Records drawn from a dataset
■ ■ ■ ■ ■
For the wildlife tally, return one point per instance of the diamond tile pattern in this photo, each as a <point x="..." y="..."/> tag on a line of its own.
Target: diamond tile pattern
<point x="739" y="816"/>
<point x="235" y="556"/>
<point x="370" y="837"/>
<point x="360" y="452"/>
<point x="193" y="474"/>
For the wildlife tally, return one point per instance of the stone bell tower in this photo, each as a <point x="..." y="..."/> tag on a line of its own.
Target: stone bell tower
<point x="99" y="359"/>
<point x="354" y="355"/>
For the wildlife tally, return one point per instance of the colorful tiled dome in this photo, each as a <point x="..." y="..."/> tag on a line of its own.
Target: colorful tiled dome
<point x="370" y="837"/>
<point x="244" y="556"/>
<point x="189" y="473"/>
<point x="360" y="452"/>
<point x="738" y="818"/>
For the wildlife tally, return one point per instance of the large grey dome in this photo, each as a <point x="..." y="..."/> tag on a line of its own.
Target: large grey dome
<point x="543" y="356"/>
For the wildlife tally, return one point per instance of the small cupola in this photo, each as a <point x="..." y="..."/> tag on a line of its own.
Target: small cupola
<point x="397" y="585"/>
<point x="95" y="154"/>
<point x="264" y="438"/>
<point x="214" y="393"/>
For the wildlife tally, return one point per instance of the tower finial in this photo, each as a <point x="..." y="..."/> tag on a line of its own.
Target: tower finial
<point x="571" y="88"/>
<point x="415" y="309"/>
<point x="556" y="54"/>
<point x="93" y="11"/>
■ ■ ■ ■ ■
EXERCISE PROMPT
All lines from the one containing "of the large" down to the final line above are to be restated word for word; leave out the rest.

RESPONSE
For the wildlife tally, return one point per instance of the large grey dome in this photo, each as a <point x="..." y="..."/> tag on a line of its own.
Target: large grey dome
<point x="543" y="356"/>
For the wildlife tally, return one point per instance of the small cupola in this photo, each as a <point x="..." y="..."/> tag on a line of its own.
Target: small cupola
<point x="397" y="585"/>
<point x="95" y="154"/>
<point x="264" y="438"/>
<point x="214" y="393"/>
For the wildlife tally, return one point per instance of the tower finial in this photo, each as a <point x="..." y="..."/> tag on a line of its own.
Target: tower finial
<point x="571" y="88"/>
<point x="415" y="309"/>
<point x="556" y="54"/>
<point x="93" y="11"/>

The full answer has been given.